» Selected excerpt:

··········

You say "in-place", I therefore assume that you don't want to use O(n) extra memory.
First, count the number of objects with each value (as in Gionvanni's and ronaldo's answers). You still need to get the objects into the right locations in-place. I think the following works, but I haven't implemented or tested it:
Create a cumulative sum from your counts, so that you know what index each object needs to go to. For example, if the counts are 1: 3, 2: 5, 3: 7, then the cumulative sums are 1: 0, 2: 3, 3: 8, 4: 15, meaning that the first object with value 1 in the final array will be at index 0, the first object with value 2 will be at index 3, and so on.
The basic idea now is to go through the vector, starting from the beginning. Get the element's processor index, and look up the corresponding cumulative sum. This is where you want it to be. If it's already in that location, move on to the next element of the vector and increment the cumulative sum (so that the next object with that value goes in the next position along). If it's not already in the right location, swap it with the correct location, increment the cumulative sum, and then continue the process for the element you swapped into this position in the vector.
There's a potential problem when you reach the start of a block of elements that have already been moved into place. You can solve that by remembering the original cumulative sums, "noticing" when you reach one, and jump ahead to the current cumulative sum for that value, so that you don't revisit any elements that you've already swapped into place. There might be a cleverer way to deal with this, but I don't know it.
Finally, compare the performance (and correctness!) of your code against std::sort. This has better time complexity than std::sort, but that doesn't mean it's necessarily faster for your actual data.

You definitely want to use counting sort. But not the one you're thinking of. Its main selling point is that its time complexity is O(N+X) where X is the maximum value you allow the sorting of.
Regular old counting sort (as seen on some other answers) can only sort integers, or has to be implemented with a multiset or some other data structure (becoming O(Nlog(N))). But a more general version of counting sort can be used to sort (in place) anything that can provide an integer key, which is perfectly suited to your use case.
The algorithm is somewhat different though, and it's also known as American Flag Sort. Just like regular counting sort, it starts off by calculating the counts.
After that, it builds a prefix sums array of the counts. This is so that we can know how many elements should be placed behind a particular item, thus allowing us to index into the right place in constant time.
since we know the correct final position of the items, we can just swap them into place. And doing just that would work if there weren't any repetitions but, since it's almost certain that there will be repetitions, we have to be more careful.
First: when we put something into its place we have to increment the value in the prefix sum so that the next element with same value doesn't remove the previous element from its place.

··········

[Excerpt from a dataset]
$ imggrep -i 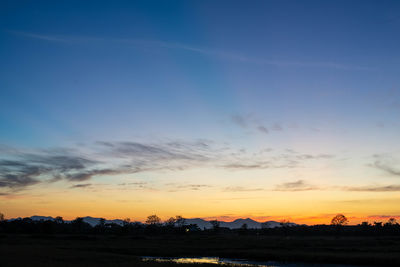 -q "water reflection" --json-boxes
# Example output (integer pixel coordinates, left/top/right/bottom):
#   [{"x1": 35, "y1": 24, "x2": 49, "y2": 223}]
[
  {"x1": 142, "y1": 257, "x2": 362, "y2": 267},
  {"x1": 142, "y1": 257, "x2": 279, "y2": 267}
]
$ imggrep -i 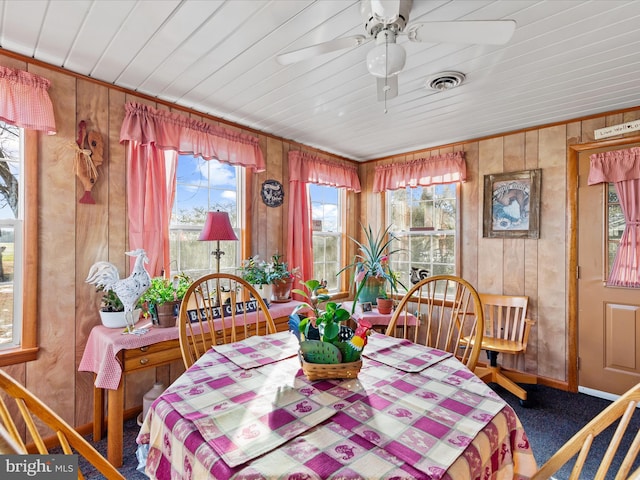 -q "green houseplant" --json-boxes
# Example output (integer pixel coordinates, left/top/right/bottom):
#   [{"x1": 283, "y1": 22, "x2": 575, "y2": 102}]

··········

» Work to be completed: Write what comes next in the discussion of in-place counting sort, picking up after its last sentence. The data above has no connection to the text about in-place counting sort.

» Result for this exercise:
Second: either
keep track of how many elements of each value we have already put into place so that we dont keep moving elements of values that have already reached their place, this requires a second copy of the counts array (prior to calculating the prefix sum), as well as a "move count" array.
keep a copy of the prefix sums shifted over by one so that we stop moving elements once the stored position of the latest element
reaches the first position of the next value.
Even though the first approach is somewhat more intuitive, I chose the second method (because it's faster and uses less memory).
template<class It, class KeyOf>
void countsort (It begin, It end, KeyOf key_of) {
constexpr int max_value = 1000;
int final_destination[max_value] = {}; // zero initialized
int destination[max_value] = {}; // zero initialized
// Record counts
for (It it = begin; it != end; ++it)
final_destination[key_of(*it)]++;
// Build prefix sum of counts
for (int i = 1; i < max_value; ++i) {
final_destination[i] += final_destination[i-1];
destination[i] = final_destination[i-1];
}
for (auto it = begin; it != end; ++it) {
auto key = key_of(*it);
// while item is not in the correct position
while ( std::distance(begin, it) != destination[key] &&
// and not all items of this value have reached their final position
final_destination[key] != destination[key] ) {
// swap into the right place
std::iter_swap(it, begin + destination[key]);
// tidy up for next iteration
++destination[key];
key = key_of(*it);
}
}
}
Usage:
vector<Person> records = populateRecords();
countsort(records.begin(), records.end(), [](Person const &){
return Person.id()-1; // map [1, 1000] -> [0, 1000)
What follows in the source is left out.